→ **REQUIRED WORK**: Everything from the line containing "Reviewer note: verify that every instance of the woman in dark" through the last line of the records below should be printed exactly, please, and nothing else.

### RECORDS TO USE ###

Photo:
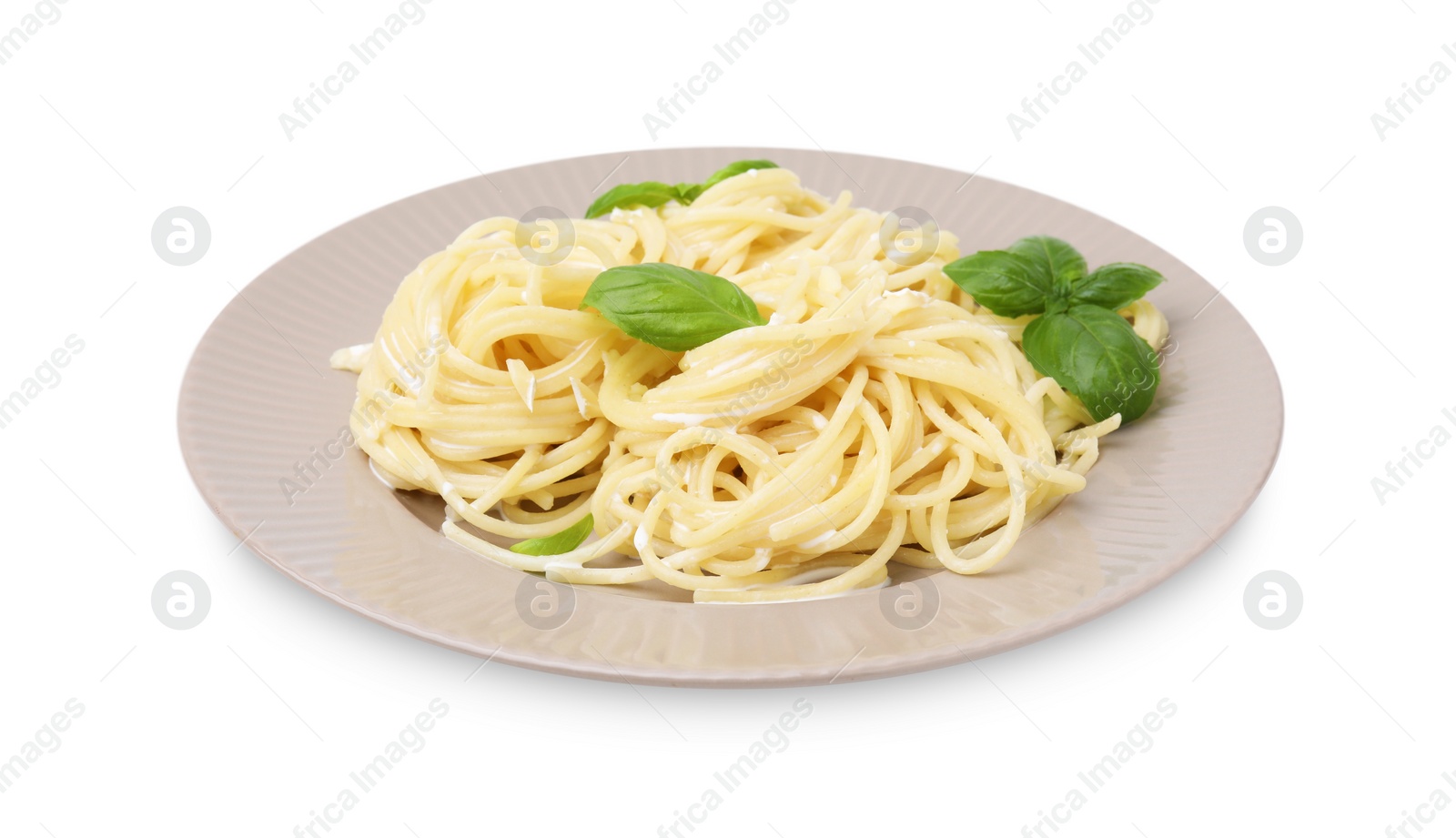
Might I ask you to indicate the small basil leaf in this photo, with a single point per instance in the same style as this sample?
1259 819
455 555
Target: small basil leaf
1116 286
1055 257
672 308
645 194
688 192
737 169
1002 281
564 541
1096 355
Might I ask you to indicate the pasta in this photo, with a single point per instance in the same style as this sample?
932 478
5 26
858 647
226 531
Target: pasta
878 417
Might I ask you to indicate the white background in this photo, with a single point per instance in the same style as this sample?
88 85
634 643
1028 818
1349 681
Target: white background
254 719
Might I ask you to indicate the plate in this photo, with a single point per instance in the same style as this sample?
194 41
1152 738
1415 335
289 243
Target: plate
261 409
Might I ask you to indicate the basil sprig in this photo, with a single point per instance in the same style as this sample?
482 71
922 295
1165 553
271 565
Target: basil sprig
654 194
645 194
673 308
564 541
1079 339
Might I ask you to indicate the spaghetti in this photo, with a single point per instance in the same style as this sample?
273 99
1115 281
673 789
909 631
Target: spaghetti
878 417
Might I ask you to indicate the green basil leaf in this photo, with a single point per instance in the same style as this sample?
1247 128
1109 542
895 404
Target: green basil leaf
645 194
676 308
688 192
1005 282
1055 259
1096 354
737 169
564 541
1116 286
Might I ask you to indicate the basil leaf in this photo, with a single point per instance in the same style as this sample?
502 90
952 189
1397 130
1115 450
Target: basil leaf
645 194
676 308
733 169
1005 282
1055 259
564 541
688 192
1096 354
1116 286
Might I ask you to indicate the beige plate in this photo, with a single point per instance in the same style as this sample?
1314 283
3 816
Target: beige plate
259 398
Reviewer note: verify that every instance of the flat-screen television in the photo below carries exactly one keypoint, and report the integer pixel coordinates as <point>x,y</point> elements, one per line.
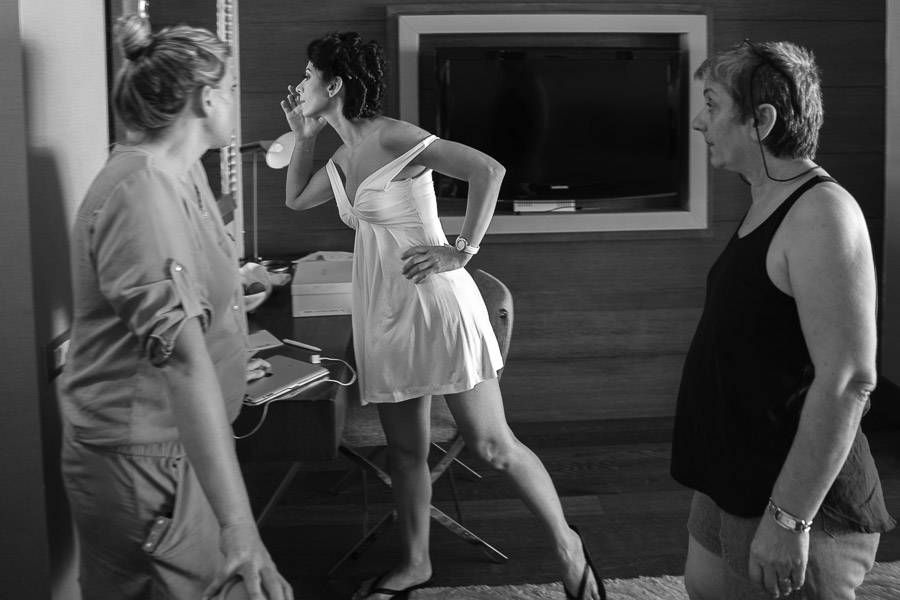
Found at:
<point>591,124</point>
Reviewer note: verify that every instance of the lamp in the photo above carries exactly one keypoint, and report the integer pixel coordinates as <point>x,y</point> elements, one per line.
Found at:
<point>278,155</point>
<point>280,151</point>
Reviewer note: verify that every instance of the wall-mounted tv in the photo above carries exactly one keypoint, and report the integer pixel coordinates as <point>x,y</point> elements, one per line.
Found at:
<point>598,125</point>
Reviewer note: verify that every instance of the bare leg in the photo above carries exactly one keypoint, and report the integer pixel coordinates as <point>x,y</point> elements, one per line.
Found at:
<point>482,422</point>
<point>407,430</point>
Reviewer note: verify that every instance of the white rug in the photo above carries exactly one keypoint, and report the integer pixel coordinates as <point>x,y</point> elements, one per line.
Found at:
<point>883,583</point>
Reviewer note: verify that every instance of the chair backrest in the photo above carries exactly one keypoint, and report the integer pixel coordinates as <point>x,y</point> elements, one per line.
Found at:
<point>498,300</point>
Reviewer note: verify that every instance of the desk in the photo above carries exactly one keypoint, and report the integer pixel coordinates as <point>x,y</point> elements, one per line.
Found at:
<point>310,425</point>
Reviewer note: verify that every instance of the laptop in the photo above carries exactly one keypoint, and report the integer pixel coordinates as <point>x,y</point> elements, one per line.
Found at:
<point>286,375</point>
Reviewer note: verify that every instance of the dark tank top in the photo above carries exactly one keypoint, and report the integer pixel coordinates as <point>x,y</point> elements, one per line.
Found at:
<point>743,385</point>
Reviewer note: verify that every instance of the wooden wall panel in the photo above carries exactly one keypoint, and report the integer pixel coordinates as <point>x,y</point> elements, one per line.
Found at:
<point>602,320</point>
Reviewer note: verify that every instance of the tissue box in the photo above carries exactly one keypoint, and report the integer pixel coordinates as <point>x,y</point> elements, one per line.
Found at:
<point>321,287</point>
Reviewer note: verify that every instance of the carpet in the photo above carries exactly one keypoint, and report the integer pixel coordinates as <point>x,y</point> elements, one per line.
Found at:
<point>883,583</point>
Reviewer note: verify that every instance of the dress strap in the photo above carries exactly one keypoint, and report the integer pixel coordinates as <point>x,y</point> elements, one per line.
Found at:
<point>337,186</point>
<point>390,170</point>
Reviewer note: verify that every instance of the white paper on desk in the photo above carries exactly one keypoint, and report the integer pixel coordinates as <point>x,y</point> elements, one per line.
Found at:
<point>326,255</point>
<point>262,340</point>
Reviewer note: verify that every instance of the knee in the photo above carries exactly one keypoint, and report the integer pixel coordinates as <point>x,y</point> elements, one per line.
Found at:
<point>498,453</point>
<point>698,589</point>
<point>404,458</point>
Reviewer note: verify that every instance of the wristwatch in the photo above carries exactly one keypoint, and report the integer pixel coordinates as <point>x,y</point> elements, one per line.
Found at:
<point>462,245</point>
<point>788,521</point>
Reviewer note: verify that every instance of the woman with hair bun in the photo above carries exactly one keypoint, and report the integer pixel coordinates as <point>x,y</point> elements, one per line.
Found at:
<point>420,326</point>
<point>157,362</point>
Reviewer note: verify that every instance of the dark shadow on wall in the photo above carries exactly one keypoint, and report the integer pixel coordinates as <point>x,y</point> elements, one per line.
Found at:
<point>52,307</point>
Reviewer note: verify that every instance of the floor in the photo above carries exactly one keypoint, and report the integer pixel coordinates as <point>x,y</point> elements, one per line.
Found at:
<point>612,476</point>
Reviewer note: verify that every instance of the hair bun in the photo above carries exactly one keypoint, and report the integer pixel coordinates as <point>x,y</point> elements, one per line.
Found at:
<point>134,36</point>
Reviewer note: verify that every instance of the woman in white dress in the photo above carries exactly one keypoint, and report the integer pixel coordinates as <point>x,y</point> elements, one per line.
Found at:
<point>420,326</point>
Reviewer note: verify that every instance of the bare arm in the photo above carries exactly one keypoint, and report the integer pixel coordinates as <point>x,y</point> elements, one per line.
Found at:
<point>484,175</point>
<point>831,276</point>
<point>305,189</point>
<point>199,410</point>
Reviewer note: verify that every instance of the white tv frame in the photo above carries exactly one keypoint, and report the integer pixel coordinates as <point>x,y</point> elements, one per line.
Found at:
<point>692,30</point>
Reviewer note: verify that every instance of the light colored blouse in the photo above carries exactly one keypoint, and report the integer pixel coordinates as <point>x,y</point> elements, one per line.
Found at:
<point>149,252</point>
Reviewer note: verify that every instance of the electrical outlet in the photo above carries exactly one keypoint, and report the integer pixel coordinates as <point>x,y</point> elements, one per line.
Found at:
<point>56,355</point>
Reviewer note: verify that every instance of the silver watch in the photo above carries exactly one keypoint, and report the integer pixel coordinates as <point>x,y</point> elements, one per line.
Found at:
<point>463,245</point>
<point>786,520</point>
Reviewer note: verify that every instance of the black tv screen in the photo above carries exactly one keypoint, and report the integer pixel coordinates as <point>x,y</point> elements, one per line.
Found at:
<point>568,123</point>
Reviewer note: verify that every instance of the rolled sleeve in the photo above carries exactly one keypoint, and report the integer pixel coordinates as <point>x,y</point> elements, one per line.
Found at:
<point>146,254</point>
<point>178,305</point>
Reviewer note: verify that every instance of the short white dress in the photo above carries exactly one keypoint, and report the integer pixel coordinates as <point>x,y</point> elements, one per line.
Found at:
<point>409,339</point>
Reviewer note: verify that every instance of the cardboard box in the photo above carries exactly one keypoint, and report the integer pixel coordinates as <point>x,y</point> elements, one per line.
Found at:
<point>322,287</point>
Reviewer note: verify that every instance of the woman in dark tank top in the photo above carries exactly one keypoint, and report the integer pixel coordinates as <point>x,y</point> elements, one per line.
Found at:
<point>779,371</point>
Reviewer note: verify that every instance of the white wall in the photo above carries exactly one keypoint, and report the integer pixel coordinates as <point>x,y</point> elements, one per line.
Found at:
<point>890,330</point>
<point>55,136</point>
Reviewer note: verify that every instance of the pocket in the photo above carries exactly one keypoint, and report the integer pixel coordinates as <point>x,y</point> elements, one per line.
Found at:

###

→ **ANSWER**:
Reviewer note: verify that every instance of the woman in dark tank top in the photo above carries exactly one keypoint, and report the integer pixel coordinates as <point>x,y</point> elements, one per line.
Found at:
<point>779,371</point>
Reviewer note: verify that every instance of the white wall in the photo above carries exactly one keypoint, and report the integer pixel coordinates as <point>x,y</point> elements, one per line.
Found at:
<point>890,330</point>
<point>55,136</point>
Reviewer note: verify that every instance of the pocket in the photo above carries exactly one keypoint, and report the integer pixel coordinates as <point>x,y</point> elements, one per line.
Found at:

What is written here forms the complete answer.